Saved entries
- - -

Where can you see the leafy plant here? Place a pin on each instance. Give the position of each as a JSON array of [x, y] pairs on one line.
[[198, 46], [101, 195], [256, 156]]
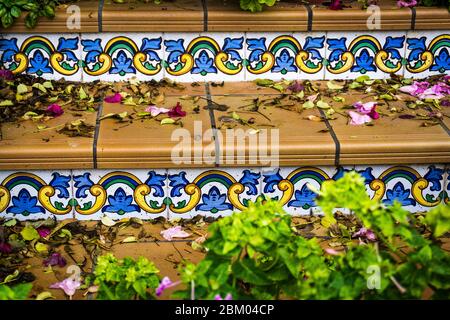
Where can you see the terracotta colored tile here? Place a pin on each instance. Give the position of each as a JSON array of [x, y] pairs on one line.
[[239, 88], [181, 15], [391, 140], [147, 143], [284, 16], [88, 20], [192, 89], [301, 141], [22, 146]]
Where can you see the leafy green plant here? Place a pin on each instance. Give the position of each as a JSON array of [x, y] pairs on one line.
[[18, 292], [256, 254], [256, 5], [124, 279], [10, 10]]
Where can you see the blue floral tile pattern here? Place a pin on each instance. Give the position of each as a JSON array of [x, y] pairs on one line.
[[241, 55], [211, 192], [35, 195]]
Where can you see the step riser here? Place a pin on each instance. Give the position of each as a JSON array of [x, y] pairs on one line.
[[142, 193], [236, 56]]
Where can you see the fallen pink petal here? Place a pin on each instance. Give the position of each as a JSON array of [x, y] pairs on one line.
[[55, 110], [176, 111], [174, 232], [68, 285], [165, 284], [154, 110], [116, 98], [367, 108], [358, 119]]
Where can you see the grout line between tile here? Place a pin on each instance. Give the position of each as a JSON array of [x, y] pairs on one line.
[[100, 15], [96, 133], [205, 15], [213, 125], [444, 126], [335, 139]]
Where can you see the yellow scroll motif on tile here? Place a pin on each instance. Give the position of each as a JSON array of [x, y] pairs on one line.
[[140, 192], [5, 197], [100, 199]]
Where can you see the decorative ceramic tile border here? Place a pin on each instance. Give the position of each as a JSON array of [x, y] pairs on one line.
[[223, 56], [185, 193]]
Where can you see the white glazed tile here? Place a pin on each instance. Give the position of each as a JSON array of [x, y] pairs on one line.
[[121, 50], [175, 45], [398, 187], [40, 49], [314, 43], [427, 41], [302, 200], [232, 43], [120, 201], [214, 185], [446, 190], [363, 47], [284, 67], [25, 202]]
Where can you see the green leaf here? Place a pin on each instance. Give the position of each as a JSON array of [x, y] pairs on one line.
[[6, 103], [247, 271]]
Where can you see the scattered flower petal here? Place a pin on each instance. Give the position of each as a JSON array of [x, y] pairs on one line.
[[406, 3], [367, 108], [116, 98], [176, 111], [358, 119], [68, 285], [296, 87], [154, 110], [365, 233], [174, 232], [165, 284]]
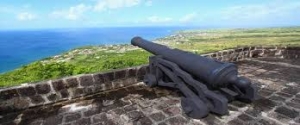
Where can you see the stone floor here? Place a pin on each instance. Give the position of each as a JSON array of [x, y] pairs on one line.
[[279, 89]]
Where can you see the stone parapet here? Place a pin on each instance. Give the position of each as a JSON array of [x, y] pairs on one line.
[[52, 91], [68, 88]]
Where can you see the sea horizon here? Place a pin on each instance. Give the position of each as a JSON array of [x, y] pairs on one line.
[[22, 47]]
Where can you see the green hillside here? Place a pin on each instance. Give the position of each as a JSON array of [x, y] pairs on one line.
[[103, 58]]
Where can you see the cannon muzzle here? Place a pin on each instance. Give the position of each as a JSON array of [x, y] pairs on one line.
[[205, 83]]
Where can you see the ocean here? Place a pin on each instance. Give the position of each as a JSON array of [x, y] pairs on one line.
[[22, 47]]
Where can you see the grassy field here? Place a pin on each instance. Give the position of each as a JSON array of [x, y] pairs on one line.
[[103, 58]]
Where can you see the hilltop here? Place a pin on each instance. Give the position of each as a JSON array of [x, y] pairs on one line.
[[91, 59]]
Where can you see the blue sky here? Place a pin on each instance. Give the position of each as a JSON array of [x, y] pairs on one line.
[[36, 14]]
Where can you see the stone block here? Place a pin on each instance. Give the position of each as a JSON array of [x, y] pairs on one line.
[[8, 94], [37, 99], [135, 115], [178, 120], [58, 85], [291, 113], [88, 90], [128, 81], [27, 91], [52, 97], [83, 121], [92, 111], [131, 72], [99, 78], [108, 86], [245, 118], [42, 88], [120, 74], [71, 82], [100, 118], [21, 103], [141, 71], [145, 121], [108, 77], [78, 92], [72, 117], [53, 120], [235, 122], [158, 116], [291, 90], [64, 93], [86, 80], [171, 111]]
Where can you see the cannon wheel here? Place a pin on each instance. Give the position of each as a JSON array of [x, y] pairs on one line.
[[150, 80], [194, 108]]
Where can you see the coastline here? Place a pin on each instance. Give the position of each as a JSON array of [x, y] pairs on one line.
[[93, 59]]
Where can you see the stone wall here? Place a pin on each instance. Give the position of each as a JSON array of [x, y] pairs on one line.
[[241, 53], [52, 91], [47, 92]]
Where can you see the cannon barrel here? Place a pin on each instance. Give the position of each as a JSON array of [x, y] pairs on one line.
[[214, 73]]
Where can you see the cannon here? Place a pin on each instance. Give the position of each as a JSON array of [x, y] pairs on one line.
[[207, 85]]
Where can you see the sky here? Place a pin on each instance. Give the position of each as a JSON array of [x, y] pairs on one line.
[[40, 14]]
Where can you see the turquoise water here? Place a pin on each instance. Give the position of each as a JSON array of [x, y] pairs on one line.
[[19, 48]]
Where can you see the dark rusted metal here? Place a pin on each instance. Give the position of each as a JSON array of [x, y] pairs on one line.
[[207, 84]]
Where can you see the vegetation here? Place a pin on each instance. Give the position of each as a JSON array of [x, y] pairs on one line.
[[102, 58]]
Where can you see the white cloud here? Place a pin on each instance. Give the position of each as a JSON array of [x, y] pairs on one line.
[[188, 17], [148, 3], [155, 19], [260, 11], [115, 4], [73, 13], [26, 16]]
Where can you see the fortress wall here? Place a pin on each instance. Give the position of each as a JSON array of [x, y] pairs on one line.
[[73, 87]]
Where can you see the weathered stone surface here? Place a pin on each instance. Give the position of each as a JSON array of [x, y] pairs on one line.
[[135, 115], [178, 120], [92, 111], [58, 85], [287, 112], [72, 117], [86, 80], [131, 72], [53, 120], [100, 118], [120, 74], [290, 90], [235, 122], [8, 94], [64, 93], [171, 111], [245, 118], [37, 99], [52, 97], [21, 103], [108, 77], [158, 116], [277, 98], [99, 79], [78, 92], [42, 88], [83, 121], [266, 122], [139, 104], [141, 71], [145, 121], [71, 82], [130, 108], [27, 91]]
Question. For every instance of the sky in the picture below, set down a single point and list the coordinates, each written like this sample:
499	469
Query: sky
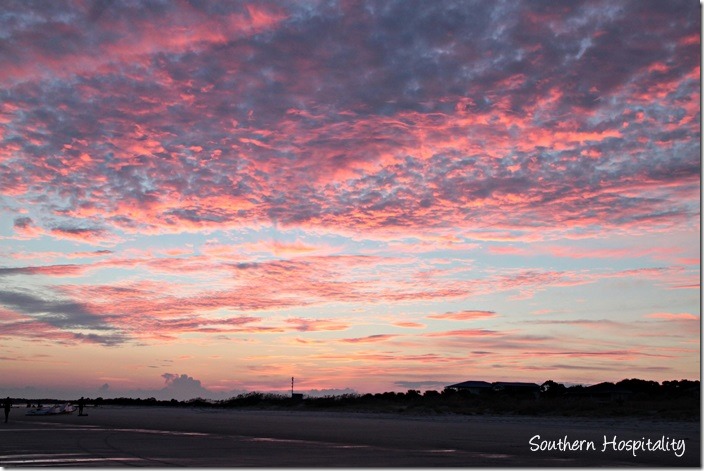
199	199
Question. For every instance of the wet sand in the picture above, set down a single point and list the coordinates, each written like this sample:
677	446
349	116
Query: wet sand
176	437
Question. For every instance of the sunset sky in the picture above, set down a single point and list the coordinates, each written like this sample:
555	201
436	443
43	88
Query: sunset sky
203	198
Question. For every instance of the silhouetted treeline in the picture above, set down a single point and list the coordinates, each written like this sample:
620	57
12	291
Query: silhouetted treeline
629	397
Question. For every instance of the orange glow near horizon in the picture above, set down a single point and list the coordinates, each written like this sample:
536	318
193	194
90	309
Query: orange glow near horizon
207	199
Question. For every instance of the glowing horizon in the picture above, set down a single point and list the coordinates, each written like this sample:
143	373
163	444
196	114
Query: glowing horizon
368	196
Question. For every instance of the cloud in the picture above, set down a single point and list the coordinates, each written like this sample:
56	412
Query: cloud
369	338
464	315
670	316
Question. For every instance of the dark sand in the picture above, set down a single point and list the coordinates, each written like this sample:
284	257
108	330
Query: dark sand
175	437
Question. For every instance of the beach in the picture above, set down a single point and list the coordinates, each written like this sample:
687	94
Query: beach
205	437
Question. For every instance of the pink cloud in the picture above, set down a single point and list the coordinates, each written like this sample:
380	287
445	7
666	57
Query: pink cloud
669	316
464	315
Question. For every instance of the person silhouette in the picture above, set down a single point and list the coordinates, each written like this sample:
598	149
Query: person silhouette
7	406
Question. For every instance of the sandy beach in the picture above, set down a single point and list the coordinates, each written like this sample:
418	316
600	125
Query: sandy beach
155	436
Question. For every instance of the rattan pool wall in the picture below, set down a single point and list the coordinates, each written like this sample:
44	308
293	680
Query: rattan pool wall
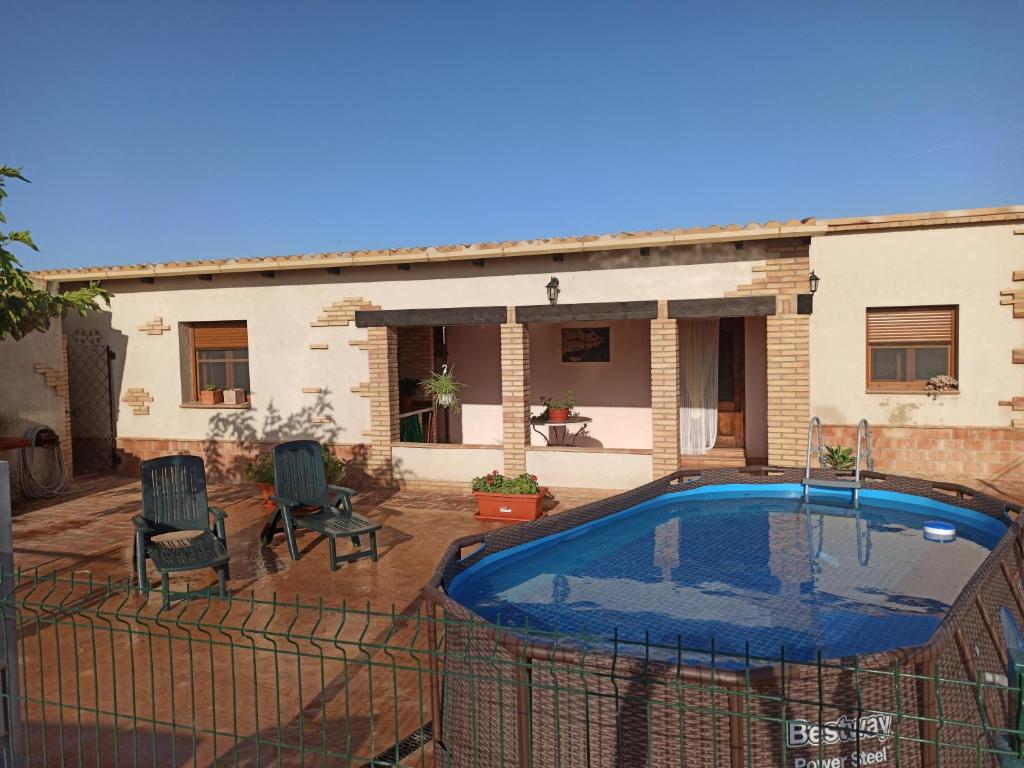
503	700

- - -

Which lines of the records contain the word "below"? Copy each of them.

Question. For every instance of the sky in the picture below, set down a single point and list the coordinates, each written like this sample:
Question. For every instance of the rattan pool wall in the picture below, set down a single point and list the coordinates, each written like this sample:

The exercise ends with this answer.